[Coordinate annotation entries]
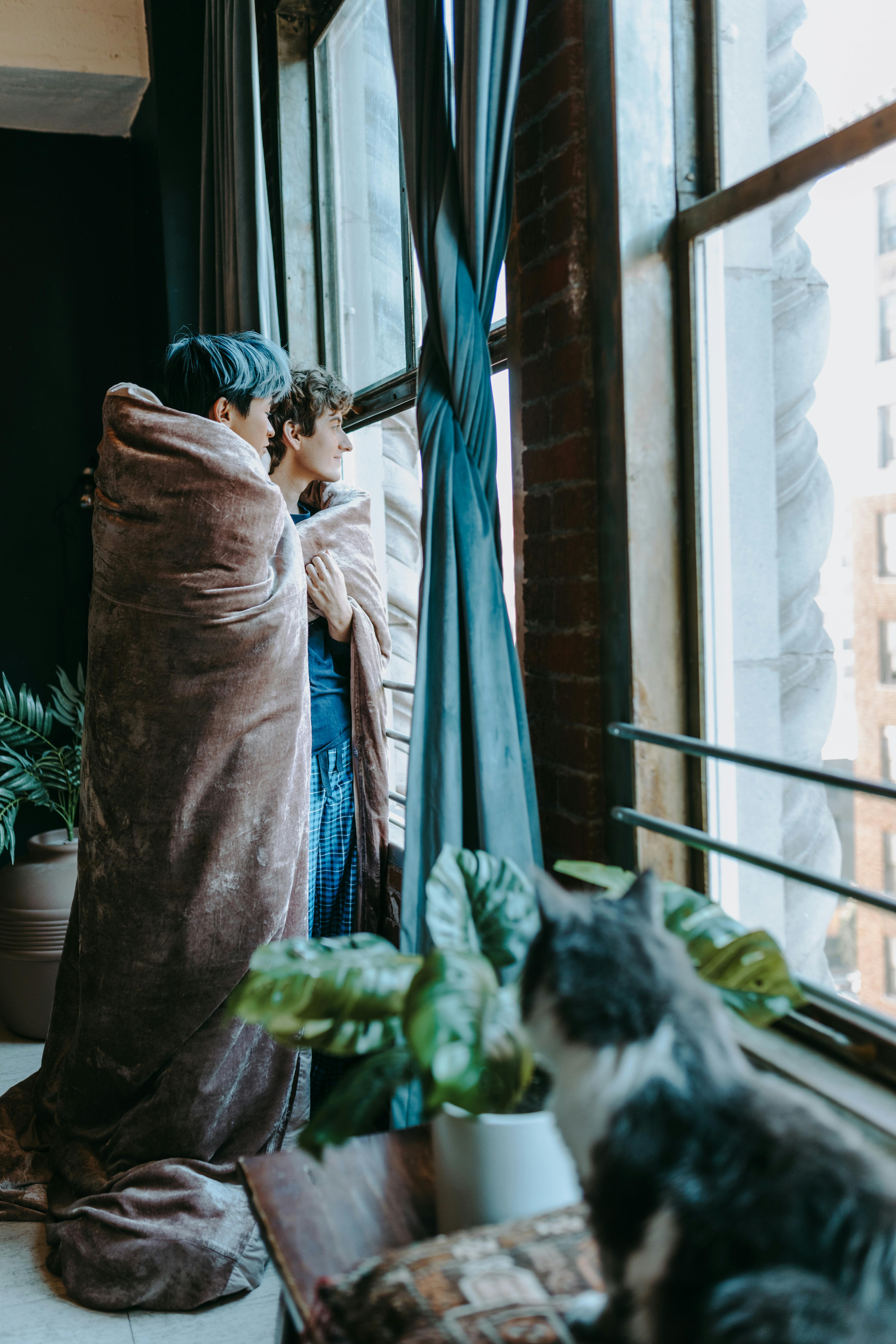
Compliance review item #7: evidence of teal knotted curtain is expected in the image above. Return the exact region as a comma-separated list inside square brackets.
[388, 0, 541, 951]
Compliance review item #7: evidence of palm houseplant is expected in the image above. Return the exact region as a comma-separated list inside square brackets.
[0, 668, 85, 863]
[0, 669, 85, 1039]
[231, 845, 799, 1230]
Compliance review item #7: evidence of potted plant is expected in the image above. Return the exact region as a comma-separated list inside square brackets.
[0, 669, 85, 1038]
[231, 845, 580, 1231]
[231, 845, 801, 1231]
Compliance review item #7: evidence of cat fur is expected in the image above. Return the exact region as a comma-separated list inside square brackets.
[521, 874, 896, 1344]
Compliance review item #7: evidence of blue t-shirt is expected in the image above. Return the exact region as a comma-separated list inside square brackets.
[290, 504, 352, 751]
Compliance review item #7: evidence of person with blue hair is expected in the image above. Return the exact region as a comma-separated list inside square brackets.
[0, 332, 314, 1312]
[161, 332, 290, 457]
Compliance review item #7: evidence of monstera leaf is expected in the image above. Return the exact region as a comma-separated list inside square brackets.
[403, 949, 533, 1114]
[426, 844, 539, 984]
[553, 859, 803, 1027]
[230, 933, 423, 1055]
[298, 1046, 415, 1159]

• **Requirement**: Can you extract every line of the material above verbatim, omitting the pictures?

• **Task answer**:
Compliance review item #7: evidence of teal knotted curtain is expected in the image above. Return the exact region as a comma-separated list inside square brackets.
[388, 0, 541, 951]
Compliance review item #7: evidence of palm houseplant is expected in the image above. Return the exact region as a comma-separated list inside square brackets.
[0, 668, 85, 863]
[0, 669, 85, 1039]
[231, 845, 799, 1230]
Compliance review item #7: evidence of potted plant is expected in the image above. Return the exact region as a comma-separated list inside square brackets.
[0, 669, 85, 1038]
[231, 845, 580, 1231]
[231, 845, 801, 1231]
Compliance review item #7: evidence of cat fur is expected in the image above. Return the exact region as a comma-separated list inside square brackets.
[521, 874, 896, 1344]
Compliance review item #7: evidence of blue t-shirt is expected in the image above. Return the exact region as a comma-separated list inside square brackets.
[290, 504, 352, 751]
Compliance review item #7: evidence of person with blue hair is expected in the image above. Return the exact region as a comma-separated list inside square brackets.
[0, 332, 314, 1312]
[161, 332, 290, 457]
Compliance review item #7: evidence of monstera leaf is expected in the image above. Return the exact region as a comma-separated list inside square brackets.
[403, 949, 533, 1114]
[426, 844, 539, 984]
[553, 859, 803, 1027]
[230, 933, 423, 1055]
[298, 1046, 415, 1159]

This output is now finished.